> _WRITTEN PROBLEM_: Give the rows as a JSON list of strings, one per line with blank lines omitted, covering only the part that opens with the line containing "Pick out the framed" and closes with the line containing "pixel 346 483", both included.

(Entries from a point annotation set)
— START —

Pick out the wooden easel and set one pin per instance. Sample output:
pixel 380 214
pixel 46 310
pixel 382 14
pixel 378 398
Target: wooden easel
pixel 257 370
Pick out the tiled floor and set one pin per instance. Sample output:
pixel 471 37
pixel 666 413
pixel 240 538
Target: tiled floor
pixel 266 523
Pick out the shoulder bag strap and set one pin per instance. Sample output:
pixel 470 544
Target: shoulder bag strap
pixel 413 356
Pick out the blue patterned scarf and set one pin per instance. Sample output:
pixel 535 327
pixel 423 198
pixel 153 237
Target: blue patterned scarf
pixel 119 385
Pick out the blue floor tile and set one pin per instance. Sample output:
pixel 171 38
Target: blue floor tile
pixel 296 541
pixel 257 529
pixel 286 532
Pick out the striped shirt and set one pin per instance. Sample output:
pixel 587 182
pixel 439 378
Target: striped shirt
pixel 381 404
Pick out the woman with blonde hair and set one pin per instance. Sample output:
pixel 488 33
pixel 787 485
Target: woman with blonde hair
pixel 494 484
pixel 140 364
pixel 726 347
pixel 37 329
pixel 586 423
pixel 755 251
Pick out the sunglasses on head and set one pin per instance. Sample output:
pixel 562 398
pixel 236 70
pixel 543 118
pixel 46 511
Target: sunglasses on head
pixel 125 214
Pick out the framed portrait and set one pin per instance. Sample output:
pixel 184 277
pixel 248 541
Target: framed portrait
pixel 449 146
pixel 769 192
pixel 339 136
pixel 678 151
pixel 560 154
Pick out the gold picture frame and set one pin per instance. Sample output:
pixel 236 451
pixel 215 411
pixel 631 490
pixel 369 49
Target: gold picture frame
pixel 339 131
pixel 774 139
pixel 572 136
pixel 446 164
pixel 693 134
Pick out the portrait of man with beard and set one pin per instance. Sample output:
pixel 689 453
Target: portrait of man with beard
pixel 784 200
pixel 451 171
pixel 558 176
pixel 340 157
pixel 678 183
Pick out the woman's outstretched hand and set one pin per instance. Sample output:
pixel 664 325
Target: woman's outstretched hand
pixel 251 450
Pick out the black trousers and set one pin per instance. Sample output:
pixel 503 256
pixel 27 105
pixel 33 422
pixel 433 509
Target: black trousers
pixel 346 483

— END —
— START —

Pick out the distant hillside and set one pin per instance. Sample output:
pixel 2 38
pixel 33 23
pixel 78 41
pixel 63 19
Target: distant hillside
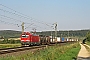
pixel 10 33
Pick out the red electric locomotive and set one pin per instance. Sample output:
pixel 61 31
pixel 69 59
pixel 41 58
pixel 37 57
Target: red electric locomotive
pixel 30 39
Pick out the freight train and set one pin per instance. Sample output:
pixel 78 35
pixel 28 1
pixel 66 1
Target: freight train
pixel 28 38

— END —

> _RESPONSE TO THE EXERCISE_:
[
  "Pick out the framed portrait and set one pin per instance. Sample output:",
  "pixel 184 277",
  "pixel 248 541",
  "Target: framed portrait",
  "pixel 449 146",
  "pixel 769 192",
  "pixel 339 136",
  "pixel 678 151",
  "pixel 560 154",
  "Pick out the gold picture frame and set one pin per instance. Sample output:",
  "pixel 236 451",
  "pixel 215 411",
  "pixel 631 490",
  "pixel 369 49",
  "Target: gold picture frame",
  "pixel 339 131",
  "pixel 774 139",
  "pixel 572 136",
  "pixel 446 164",
  "pixel 693 134",
  "Pick out the portrait of man with beard and set one pin per instance. Sample output:",
  "pixel 689 453",
  "Target: portrait of man with beard",
  "pixel 784 200",
  "pixel 451 171",
  "pixel 558 176",
  "pixel 340 157",
  "pixel 678 183",
  "Pick out the woman's outstretched hand and set one pin per instance. Sample output:",
  "pixel 664 325",
  "Target: woman's outstretched hand",
  "pixel 251 450",
  "Pick out the black trousers and set one pin per instance. Sample output:",
  "pixel 503 256",
  "pixel 27 105",
  "pixel 33 422",
  "pixel 433 509",
  "Target: black trousers",
  "pixel 346 483"
]